───── Records supplied ─────

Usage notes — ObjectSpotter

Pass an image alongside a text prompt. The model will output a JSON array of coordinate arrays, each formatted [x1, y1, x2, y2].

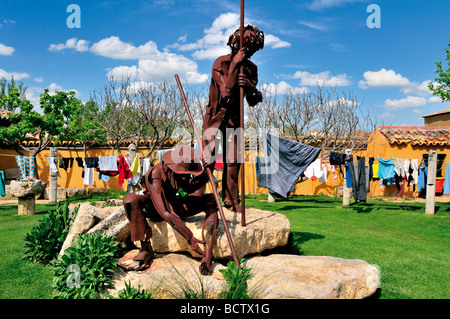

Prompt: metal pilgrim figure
[[123, 1, 264, 275], [203, 25, 264, 216]]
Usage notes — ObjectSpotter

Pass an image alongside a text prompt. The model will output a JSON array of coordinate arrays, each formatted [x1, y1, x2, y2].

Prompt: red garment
[[117, 155, 133, 186]]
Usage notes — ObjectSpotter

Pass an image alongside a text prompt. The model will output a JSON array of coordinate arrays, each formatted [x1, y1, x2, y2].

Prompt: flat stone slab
[[60, 203, 291, 259], [244, 254, 380, 299], [106, 250, 379, 299]]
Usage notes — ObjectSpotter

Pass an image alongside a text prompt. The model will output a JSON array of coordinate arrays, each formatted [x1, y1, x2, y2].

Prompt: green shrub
[[23, 200, 74, 264], [109, 281, 154, 299], [51, 233, 119, 299], [219, 259, 253, 299]]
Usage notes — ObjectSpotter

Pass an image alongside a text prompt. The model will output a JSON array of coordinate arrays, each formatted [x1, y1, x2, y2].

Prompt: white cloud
[[96, 37, 208, 83], [91, 36, 160, 60], [298, 21, 330, 31], [427, 96, 442, 103], [382, 95, 427, 111], [174, 12, 291, 60], [262, 81, 309, 94], [358, 68, 411, 89], [401, 80, 432, 96], [266, 33, 291, 49], [0, 69, 30, 80], [0, 43, 15, 55], [290, 71, 352, 86], [48, 38, 89, 52], [308, 0, 367, 10]]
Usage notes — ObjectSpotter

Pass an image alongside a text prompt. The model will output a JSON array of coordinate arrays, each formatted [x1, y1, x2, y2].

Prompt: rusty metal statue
[[203, 22, 264, 215], [123, 145, 218, 275]]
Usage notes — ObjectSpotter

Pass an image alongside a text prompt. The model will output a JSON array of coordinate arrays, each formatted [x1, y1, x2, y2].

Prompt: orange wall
[[0, 131, 450, 196]]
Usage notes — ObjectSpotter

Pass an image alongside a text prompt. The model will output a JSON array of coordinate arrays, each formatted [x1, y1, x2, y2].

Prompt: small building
[[422, 110, 450, 127]]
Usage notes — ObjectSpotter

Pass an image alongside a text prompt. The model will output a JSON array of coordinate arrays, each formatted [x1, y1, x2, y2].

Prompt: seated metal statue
[[123, 146, 218, 275]]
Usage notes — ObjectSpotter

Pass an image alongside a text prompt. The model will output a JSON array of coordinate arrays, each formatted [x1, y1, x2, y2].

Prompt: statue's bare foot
[[199, 257, 212, 276], [189, 236, 205, 256]]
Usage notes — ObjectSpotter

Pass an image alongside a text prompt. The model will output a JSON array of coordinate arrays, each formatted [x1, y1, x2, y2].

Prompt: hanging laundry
[[369, 157, 375, 180], [0, 171, 6, 197], [58, 157, 73, 171], [255, 156, 269, 188], [83, 162, 94, 185], [142, 157, 150, 176], [345, 157, 354, 188], [411, 159, 419, 185], [330, 152, 346, 165], [442, 163, 450, 194], [84, 157, 98, 168], [156, 149, 172, 162], [75, 157, 84, 167], [130, 155, 141, 175], [117, 155, 133, 186], [263, 133, 320, 198], [417, 169, 428, 192], [377, 157, 395, 179], [47, 157, 61, 177], [98, 172, 109, 183], [303, 158, 327, 183], [98, 156, 117, 171], [15, 155, 36, 179]]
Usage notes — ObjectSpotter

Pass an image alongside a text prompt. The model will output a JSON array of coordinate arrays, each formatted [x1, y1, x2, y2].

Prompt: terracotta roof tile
[[379, 126, 450, 146]]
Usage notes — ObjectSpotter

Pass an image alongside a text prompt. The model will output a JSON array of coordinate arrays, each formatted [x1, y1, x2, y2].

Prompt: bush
[[109, 282, 154, 299], [51, 233, 119, 299], [23, 200, 78, 264], [219, 259, 253, 299]]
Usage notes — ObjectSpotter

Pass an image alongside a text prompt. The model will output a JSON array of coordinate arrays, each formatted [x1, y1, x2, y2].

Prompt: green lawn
[[0, 194, 450, 299], [251, 196, 450, 299]]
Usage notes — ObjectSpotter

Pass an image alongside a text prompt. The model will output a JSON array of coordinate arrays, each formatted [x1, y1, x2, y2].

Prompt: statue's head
[[227, 24, 264, 57]]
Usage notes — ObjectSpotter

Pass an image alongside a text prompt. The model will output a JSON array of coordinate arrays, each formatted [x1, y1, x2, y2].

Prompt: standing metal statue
[[124, 0, 264, 275], [203, 25, 264, 220]]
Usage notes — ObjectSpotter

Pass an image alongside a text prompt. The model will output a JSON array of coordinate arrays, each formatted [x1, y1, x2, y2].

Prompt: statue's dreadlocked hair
[[227, 24, 264, 53]]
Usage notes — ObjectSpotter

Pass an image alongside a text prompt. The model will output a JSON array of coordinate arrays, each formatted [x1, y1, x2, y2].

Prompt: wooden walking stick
[[175, 74, 241, 269], [239, 0, 246, 226]]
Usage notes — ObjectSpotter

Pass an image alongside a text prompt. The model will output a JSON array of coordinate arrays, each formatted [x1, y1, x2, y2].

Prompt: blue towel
[[377, 157, 395, 179], [443, 163, 450, 194], [345, 162, 353, 188], [0, 171, 6, 197], [263, 134, 320, 198], [417, 167, 428, 192]]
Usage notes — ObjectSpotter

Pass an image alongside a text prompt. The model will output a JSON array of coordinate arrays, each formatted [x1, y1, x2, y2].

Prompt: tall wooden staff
[[239, 0, 245, 226], [175, 74, 241, 269]]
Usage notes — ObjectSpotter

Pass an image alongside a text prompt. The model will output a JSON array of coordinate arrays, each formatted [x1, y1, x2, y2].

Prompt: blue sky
[[0, 0, 450, 125]]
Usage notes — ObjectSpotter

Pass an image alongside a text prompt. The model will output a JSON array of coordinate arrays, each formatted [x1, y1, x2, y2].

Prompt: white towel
[[83, 162, 94, 185], [98, 156, 117, 171]]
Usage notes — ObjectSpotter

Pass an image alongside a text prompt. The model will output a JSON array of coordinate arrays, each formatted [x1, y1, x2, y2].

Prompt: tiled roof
[[0, 109, 13, 121], [422, 110, 450, 117], [378, 126, 450, 146]]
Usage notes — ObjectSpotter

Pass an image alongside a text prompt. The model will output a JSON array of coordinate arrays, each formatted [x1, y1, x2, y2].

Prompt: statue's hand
[[189, 236, 205, 256], [233, 48, 246, 64]]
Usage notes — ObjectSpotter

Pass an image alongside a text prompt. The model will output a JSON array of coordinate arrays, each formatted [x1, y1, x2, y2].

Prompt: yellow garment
[[130, 156, 141, 175], [372, 164, 378, 178]]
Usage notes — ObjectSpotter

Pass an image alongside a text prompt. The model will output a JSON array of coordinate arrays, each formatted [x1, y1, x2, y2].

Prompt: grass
[[0, 192, 450, 299], [249, 196, 450, 299]]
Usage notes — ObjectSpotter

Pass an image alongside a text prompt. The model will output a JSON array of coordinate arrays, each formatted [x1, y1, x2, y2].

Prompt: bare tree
[[91, 76, 188, 157], [86, 77, 135, 154], [248, 84, 376, 154]]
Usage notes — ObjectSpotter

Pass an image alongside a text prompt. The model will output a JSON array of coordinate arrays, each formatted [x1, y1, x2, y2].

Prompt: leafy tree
[[0, 76, 27, 112], [0, 89, 81, 157], [61, 101, 106, 156], [428, 38, 450, 102]]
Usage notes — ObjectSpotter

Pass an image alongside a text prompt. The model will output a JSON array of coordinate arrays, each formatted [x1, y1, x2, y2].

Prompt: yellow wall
[[0, 131, 450, 196], [366, 129, 450, 196]]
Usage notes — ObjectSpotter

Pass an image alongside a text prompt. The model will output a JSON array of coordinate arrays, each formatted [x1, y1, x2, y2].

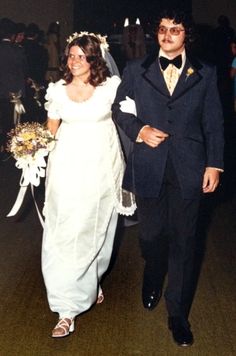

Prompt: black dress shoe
[[168, 317, 193, 346], [142, 288, 162, 310]]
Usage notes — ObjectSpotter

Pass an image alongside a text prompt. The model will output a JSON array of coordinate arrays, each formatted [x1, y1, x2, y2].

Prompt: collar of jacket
[[142, 51, 202, 71]]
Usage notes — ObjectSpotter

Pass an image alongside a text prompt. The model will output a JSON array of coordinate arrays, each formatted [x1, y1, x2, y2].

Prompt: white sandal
[[52, 318, 75, 337], [96, 293, 104, 304]]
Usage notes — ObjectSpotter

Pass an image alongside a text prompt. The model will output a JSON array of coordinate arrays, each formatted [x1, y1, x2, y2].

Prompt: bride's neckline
[[65, 83, 96, 104]]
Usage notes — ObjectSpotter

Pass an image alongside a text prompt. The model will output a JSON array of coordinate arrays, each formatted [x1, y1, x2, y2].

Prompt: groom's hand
[[139, 126, 169, 148]]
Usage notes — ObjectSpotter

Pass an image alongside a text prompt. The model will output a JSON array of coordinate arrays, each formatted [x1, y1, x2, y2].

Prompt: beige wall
[[0, 0, 73, 46], [192, 0, 236, 30]]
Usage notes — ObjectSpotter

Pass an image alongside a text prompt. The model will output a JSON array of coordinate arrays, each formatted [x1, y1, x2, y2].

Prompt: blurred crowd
[[0, 18, 60, 156]]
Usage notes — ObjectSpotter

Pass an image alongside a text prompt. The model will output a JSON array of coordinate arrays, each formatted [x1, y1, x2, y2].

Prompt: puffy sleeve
[[44, 82, 61, 120]]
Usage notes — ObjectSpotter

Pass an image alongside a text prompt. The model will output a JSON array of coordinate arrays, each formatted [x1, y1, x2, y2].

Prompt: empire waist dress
[[42, 76, 135, 318]]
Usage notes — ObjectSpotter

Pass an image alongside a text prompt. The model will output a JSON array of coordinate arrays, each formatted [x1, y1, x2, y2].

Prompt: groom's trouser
[[137, 158, 200, 319]]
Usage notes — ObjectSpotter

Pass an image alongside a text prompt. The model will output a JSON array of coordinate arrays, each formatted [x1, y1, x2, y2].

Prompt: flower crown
[[66, 31, 109, 56]]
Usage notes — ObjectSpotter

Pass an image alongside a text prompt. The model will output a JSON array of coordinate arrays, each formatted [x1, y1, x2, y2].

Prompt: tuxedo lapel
[[171, 58, 202, 101], [142, 59, 170, 97], [142, 56, 202, 101]]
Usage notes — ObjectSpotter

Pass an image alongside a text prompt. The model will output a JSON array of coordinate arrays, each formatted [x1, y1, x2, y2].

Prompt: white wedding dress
[[42, 76, 135, 318]]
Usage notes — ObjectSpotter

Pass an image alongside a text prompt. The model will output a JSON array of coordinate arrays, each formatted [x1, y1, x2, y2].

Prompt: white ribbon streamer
[[7, 186, 27, 218], [7, 149, 48, 226], [119, 96, 137, 116]]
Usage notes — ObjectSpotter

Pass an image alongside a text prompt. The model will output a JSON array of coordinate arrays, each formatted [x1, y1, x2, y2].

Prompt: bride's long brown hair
[[63, 34, 110, 87]]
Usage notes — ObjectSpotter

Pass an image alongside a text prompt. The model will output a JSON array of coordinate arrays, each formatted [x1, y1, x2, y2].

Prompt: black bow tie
[[159, 54, 182, 70]]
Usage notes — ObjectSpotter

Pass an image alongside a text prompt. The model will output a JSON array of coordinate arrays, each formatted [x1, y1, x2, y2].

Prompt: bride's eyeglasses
[[68, 53, 87, 62], [158, 26, 185, 36]]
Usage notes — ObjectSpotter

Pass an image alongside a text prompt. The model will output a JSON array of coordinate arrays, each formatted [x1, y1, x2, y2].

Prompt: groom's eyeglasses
[[158, 26, 185, 36]]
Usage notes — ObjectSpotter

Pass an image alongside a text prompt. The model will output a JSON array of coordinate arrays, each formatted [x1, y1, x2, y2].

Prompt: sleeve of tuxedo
[[112, 63, 144, 142], [202, 68, 224, 169]]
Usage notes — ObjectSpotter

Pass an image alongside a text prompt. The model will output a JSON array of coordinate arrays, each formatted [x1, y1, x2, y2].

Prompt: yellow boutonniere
[[186, 67, 194, 79]]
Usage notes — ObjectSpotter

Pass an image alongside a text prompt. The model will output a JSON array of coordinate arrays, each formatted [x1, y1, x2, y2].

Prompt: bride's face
[[67, 46, 90, 78]]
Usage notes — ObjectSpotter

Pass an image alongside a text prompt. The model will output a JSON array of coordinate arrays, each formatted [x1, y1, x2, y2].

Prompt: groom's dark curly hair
[[156, 8, 195, 47]]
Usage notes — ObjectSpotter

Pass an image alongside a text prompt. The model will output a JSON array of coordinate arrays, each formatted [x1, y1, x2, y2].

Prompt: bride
[[42, 33, 136, 337]]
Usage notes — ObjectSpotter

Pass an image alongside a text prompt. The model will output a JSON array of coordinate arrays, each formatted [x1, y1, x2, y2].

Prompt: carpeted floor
[[0, 129, 236, 356]]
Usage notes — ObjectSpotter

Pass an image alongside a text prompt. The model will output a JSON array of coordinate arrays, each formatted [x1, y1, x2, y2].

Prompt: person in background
[[15, 22, 26, 47], [42, 33, 136, 338], [0, 18, 28, 158], [24, 23, 48, 85], [113, 9, 224, 346], [122, 19, 146, 60], [230, 37, 236, 112], [45, 22, 60, 82]]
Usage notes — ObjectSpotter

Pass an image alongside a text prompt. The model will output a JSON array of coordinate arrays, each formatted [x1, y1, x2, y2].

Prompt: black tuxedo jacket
[[112, 51, 224, 198]]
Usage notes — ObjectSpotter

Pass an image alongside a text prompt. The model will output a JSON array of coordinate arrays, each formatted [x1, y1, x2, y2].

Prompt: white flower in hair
[[66, 31, 109, 56]]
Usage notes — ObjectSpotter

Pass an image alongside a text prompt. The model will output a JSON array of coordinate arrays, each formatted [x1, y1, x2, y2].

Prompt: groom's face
[[157, 18, 185, 58]]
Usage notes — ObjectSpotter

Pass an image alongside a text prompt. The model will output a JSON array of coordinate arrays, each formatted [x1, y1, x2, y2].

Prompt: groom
[[113, 10, 224, 346]]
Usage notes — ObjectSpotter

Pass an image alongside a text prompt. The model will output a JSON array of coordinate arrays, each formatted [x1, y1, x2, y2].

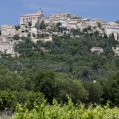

─────

*The exercise*.
Could you retype the lines character for character, starting at the very first line and ending at the line that contains "299], [219, 259, 253, 299]]", with both of those lines included and the pictures left out?

*Result of this exercise*.
Usage notes — ObjectSpotter

Pass an image alongside a text prompt. The model will output a JSON array of coordinate arrays, each formatted [x1, y1, x2, y2].


Prompt: metal pilgrim figure
[[123, 1, 264, 275], [203, 25, 264, 216]]
Usage notes — ObjectSpotter

Pass an image alongside a text prompt. The model will output a JSON array of coordinate arrays, each formatted [x1, y1, x2, y2].

Prompt: red garment
[[117, 155, 133, 186]]
Usage notes — ObjectSpotter

Pass an image alongside a text prompt. The model will output a JSON array of coordinate arrays, each formatted [x1, y1, x2, y2].

Prompt: flat stone slab
[[60, 203, 291, 259], [244, 254, 380, 299], [106, 250, 379, 299]]
Usage notes — ObjectSpotter

Pass an image alongside a text prompt. The model will output a JSON array of coordinate arrays, each formatted [x1, y1, x2, y2].

Prompt: green shrub
[[23, 200, 74, 264], [109, 281, 154, 299], [51, 233, 119, 299], [219, 259, 253, 299]]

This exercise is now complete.